_Given problem_
Exactly the lines from the one containing "# point at: construction" through the final line of the listing are to be retyped, and nothing more.

_Exercise data_
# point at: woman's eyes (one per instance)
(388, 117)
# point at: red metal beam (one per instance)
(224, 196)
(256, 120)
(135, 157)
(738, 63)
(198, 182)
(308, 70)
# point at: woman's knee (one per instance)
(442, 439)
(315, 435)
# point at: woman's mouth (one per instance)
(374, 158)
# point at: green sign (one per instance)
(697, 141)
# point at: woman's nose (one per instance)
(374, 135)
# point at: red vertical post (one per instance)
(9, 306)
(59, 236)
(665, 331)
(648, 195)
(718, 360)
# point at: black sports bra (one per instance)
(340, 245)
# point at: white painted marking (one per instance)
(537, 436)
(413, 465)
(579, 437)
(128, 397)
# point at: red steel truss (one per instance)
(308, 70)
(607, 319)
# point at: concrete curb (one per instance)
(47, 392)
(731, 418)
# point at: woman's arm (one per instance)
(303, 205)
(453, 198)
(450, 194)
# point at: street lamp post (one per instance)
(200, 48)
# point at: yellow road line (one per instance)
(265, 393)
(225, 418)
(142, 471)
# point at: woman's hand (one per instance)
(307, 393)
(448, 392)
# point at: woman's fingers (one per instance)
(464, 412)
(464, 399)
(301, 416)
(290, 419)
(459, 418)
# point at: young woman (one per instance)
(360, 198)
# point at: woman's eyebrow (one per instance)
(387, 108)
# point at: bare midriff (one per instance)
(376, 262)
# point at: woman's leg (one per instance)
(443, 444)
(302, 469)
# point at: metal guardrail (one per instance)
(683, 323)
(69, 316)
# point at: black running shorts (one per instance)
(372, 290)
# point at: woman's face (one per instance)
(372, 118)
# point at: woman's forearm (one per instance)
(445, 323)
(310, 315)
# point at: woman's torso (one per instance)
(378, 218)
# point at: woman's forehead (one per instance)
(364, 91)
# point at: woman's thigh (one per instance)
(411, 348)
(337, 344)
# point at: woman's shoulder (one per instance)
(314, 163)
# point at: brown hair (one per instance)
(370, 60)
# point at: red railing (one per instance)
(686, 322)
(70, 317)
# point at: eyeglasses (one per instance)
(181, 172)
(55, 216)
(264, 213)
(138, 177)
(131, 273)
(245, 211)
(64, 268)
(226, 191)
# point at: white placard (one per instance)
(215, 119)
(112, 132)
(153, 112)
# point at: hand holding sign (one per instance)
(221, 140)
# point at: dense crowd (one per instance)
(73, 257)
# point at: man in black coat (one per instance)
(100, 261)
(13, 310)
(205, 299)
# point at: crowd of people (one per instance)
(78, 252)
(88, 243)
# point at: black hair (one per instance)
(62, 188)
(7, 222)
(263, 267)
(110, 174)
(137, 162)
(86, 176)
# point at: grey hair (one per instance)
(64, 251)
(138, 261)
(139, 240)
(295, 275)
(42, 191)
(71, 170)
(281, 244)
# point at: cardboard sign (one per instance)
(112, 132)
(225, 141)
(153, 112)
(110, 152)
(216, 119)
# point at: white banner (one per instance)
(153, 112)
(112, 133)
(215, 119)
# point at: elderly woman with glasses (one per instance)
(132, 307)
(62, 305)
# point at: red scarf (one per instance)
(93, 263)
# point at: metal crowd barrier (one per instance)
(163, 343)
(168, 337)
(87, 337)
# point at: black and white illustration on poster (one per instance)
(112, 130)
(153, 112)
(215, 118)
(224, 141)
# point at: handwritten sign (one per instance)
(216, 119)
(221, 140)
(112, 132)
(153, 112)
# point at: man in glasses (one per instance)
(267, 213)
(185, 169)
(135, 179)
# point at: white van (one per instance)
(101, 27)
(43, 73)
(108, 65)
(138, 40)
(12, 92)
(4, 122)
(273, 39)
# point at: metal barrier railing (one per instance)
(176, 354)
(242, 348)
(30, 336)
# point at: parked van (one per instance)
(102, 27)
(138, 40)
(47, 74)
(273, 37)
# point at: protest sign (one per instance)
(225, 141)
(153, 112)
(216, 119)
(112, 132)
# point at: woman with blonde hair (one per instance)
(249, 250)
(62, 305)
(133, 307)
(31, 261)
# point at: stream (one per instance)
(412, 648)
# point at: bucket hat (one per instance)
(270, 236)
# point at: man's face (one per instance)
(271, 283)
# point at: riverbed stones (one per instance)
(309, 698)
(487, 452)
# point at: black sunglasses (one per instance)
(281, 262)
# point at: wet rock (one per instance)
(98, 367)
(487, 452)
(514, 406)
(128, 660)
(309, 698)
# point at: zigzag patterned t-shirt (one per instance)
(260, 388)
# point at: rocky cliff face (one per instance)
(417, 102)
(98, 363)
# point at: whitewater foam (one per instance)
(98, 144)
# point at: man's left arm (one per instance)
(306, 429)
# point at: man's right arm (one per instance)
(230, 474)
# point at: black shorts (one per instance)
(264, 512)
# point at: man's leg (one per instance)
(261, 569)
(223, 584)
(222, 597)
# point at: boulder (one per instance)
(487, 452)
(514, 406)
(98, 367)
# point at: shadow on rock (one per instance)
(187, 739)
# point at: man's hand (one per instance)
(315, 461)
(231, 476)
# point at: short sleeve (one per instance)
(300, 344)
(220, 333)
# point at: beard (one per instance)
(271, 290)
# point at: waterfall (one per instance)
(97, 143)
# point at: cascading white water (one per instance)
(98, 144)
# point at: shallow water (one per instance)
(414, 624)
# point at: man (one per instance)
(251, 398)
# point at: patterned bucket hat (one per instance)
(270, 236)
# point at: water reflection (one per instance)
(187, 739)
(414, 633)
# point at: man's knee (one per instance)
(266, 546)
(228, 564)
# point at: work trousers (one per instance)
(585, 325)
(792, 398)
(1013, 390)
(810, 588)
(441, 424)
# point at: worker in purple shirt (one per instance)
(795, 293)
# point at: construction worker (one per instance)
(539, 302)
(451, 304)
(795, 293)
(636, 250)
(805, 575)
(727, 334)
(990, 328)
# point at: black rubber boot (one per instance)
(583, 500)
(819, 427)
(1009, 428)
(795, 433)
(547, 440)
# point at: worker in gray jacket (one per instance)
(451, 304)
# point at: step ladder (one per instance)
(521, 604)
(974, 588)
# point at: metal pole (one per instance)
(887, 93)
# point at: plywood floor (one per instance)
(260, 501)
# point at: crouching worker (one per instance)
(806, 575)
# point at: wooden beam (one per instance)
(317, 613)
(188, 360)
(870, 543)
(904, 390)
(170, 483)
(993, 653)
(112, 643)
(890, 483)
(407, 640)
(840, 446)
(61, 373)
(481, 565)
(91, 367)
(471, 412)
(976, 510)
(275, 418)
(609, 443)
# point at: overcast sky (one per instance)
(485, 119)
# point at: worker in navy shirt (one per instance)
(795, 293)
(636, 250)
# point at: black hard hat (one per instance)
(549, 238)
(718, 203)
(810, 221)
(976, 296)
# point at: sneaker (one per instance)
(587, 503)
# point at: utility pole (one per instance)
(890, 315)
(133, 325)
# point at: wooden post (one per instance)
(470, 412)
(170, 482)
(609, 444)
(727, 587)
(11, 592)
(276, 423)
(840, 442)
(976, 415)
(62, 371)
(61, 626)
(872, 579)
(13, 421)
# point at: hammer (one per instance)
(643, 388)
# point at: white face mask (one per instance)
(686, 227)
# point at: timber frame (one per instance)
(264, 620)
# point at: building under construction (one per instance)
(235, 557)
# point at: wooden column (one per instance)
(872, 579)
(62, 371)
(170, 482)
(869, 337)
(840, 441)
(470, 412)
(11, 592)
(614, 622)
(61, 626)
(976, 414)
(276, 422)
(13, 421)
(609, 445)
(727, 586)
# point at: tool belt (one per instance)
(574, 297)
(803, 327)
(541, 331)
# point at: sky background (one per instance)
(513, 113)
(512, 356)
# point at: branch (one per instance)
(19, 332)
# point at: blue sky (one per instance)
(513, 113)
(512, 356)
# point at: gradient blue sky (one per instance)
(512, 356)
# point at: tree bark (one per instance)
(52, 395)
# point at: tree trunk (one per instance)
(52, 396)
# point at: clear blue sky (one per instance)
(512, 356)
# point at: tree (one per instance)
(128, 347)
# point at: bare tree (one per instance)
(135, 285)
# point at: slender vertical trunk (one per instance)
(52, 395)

_Output below_
# point at: construction worker (one per instance)
(539, 302)
(451, 304)
(795, 293)
(636, 250)
(805, 575)
(727, 334)
(990, 328)
# point at: black rubber boot (one per instance)
(583, 500)
(819, 427)
(1009, 428)
(795, 433)
(547, 440)
# point at: worker in gray jacket (one per instance)
(451, 304)
# point at: step ladder (one per instance)
(521, 604)
(974, 588)
# point at: metal pole (one per instance)
(887, 93)
# point at: plywood floor (one per instance)
(260, 501)
# point at: crouching worker (one per instance)
(806, 575)
# point at: wooden beam (one per instance)
(317, 613)
(188, 360)
(870, 543)
(904, 390)
(170, 483)
(993, 653)
(112, 643)
(890, 483)
(407, 640)
(840, 446)
(61, 373)
(481, 565)
(91, 367)
(471, 412)
(976, 510)
(275, 418)
(609, 443)
# point at: overcast sky (one per instance)
(485, 119)
# point at: worker in navy shirt (one per instance)
(795, 293)
(636, 250)
# point at: black hard hat (one per instance)
(549, 238)
(718, 203)
(810, 221)
(976, 296)
# point at: sneaker (one per instance)
(587, 503)
# point at: utility pole (one per instance)
(890, 315)
(133, 325)
# point at: wooden post (one per instance)
(470, 412)
(170, 482)
(609, 444)
(727, 587)
(11, 592)
(276, 423)
(840, 442)
(976, 415)
(62, 371)
(61, 626)
(872, 579)
(13, 421)
# point at: hammer (one per instance)
(643, 388)
# point at: white face mask (one per instance)
(686, 227)
# point at: timber frame (one per instance)
(264, 620)
# point at: building under construction (one per instance)
(235, 557)
# point at: wooden column (one per instance)
(872, 579)
(62, 371)
(170, 482)
(869, 337)
(840, 441)
(470, 412)
(11, 592)
(614, 622)
(61, 626)
(976, 414)
(276, 422)
(13, 421)
(609, 445)
(727, 586)
# point at: tool belt (one per instance)
(574, 297)
(803, 327)
(541, 331)
# point at: sky background (one per instance)
(513, 113)
(512, 356)
# point at: branch (one per instance)
(19, 332)
# point at: blue sky (one per instance)
(513, 113)
(512, 356)
# point at: gradient blue sky (one per instance)
(512, 356)
# point at: tree bark (one per instance)
(52, 395)
# point at: tree trunk (one per instance)
(52, 396)
# point at: clear blue sky (one per instance)
(512, 356)
# point at: tree (one per instance)
(128, 347)
# point at: bare tree (one per instance)
(135, 285)
# point at: slender vertical trunk (one per instance)
(52, 395)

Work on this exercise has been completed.